__EXERCISE DETAILS__.
Only the lines from the line holding "Where can the faucet" to the last line should be output, each exactly as given.

═══ MATERIAL FOR THE TASK

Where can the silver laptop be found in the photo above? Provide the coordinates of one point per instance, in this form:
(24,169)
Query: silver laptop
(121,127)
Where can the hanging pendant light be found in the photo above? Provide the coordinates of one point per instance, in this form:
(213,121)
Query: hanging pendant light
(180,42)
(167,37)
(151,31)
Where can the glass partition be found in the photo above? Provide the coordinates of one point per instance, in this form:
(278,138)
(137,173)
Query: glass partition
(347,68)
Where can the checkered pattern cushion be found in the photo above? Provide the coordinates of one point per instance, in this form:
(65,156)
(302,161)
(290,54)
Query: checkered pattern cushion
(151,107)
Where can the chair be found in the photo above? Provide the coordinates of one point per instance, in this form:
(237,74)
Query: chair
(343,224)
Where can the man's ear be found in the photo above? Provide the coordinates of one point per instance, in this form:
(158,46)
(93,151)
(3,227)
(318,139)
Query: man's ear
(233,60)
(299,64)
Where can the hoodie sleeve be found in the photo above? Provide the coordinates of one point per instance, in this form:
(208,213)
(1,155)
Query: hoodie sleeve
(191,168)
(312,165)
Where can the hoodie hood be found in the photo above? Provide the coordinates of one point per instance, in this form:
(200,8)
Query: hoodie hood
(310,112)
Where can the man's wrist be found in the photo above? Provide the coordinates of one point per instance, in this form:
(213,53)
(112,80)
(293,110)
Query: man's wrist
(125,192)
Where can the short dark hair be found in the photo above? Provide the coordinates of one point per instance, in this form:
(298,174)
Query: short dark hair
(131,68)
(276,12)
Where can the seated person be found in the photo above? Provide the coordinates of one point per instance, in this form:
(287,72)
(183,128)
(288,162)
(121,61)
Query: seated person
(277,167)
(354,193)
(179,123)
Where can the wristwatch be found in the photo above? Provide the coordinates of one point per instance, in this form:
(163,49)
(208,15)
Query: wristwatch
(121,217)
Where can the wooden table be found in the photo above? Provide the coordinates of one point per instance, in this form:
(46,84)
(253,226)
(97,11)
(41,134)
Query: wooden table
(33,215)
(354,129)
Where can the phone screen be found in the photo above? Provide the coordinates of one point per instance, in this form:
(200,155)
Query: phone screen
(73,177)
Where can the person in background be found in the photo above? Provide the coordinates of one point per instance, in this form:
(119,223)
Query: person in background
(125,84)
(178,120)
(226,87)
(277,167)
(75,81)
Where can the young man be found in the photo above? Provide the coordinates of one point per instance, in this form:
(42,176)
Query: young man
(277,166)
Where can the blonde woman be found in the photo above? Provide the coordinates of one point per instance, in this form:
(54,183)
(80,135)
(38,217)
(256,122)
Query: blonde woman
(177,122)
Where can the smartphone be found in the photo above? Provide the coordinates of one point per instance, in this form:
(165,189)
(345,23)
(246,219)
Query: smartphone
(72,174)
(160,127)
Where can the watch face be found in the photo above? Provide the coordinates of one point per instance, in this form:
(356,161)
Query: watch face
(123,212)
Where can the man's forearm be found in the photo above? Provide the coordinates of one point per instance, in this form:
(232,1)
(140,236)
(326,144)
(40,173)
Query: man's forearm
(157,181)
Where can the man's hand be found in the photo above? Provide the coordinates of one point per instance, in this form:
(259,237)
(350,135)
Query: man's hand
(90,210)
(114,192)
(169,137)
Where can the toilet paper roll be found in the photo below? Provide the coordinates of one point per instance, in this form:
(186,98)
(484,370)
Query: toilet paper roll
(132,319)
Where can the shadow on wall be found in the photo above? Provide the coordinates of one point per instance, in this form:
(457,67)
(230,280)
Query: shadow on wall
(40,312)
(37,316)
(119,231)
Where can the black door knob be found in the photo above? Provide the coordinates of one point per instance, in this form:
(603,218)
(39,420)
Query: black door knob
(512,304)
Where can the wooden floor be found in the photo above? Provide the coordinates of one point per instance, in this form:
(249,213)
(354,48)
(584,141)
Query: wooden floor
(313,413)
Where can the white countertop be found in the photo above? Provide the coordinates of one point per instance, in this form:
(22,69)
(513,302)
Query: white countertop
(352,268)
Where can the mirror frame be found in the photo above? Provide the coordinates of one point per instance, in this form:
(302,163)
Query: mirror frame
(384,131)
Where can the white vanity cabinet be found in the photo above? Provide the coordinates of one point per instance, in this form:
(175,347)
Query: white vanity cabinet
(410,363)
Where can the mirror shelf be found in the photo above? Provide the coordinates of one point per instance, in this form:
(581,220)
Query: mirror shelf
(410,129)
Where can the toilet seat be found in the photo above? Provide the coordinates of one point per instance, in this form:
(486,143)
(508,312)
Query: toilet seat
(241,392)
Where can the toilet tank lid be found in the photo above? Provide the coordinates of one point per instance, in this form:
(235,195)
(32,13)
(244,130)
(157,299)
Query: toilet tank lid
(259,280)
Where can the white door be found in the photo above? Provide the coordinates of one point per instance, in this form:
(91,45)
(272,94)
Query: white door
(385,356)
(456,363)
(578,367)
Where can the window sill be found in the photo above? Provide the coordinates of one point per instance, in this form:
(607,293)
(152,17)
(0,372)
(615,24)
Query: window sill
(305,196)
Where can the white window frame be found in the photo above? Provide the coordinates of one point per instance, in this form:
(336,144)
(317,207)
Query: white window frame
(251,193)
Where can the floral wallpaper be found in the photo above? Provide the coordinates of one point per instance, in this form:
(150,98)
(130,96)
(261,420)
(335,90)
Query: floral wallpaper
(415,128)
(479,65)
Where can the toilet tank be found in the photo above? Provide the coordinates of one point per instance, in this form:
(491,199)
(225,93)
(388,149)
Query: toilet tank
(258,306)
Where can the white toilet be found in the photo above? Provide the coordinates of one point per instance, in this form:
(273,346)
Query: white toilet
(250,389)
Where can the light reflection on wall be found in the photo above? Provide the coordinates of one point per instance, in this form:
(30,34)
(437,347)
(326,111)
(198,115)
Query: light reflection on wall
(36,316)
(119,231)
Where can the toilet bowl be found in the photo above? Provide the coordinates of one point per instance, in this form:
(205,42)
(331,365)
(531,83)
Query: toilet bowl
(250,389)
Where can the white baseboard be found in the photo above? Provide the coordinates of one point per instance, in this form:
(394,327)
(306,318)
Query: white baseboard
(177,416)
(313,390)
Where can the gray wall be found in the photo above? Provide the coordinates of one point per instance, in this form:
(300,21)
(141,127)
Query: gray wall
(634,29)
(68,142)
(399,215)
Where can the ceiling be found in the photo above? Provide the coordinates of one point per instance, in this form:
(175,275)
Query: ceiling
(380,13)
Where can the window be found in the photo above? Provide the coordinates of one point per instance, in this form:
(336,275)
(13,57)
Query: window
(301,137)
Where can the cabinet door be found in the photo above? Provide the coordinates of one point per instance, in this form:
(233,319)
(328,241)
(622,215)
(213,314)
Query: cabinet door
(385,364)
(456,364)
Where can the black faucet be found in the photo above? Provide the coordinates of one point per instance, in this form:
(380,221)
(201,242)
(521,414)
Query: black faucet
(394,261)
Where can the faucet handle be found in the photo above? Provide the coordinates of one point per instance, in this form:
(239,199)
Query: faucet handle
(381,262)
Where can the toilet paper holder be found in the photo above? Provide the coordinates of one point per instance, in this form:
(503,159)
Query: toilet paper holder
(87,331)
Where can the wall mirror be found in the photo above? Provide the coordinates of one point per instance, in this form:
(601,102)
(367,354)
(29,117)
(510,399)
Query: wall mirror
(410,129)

══════

__THE OUTPUT__.
Where can the faucet handle be found in the photo above? Provide the coordinates of one point per instance, in this form:
(239,199)
Query: faucet handle
(381,262)
Where can the toilet paper holder be found in the photo above? Provide the coordinates of one point per instance, in this form:
(503,159)
Query: toilet paper holder
(87,331)
Where can the wall mirror be found in the photo above? Provide the coordinates of one point per instance, in this form:
(601,102)
(367,354)
(29,117)
(510,399)
Query: wall mirror
(410,129)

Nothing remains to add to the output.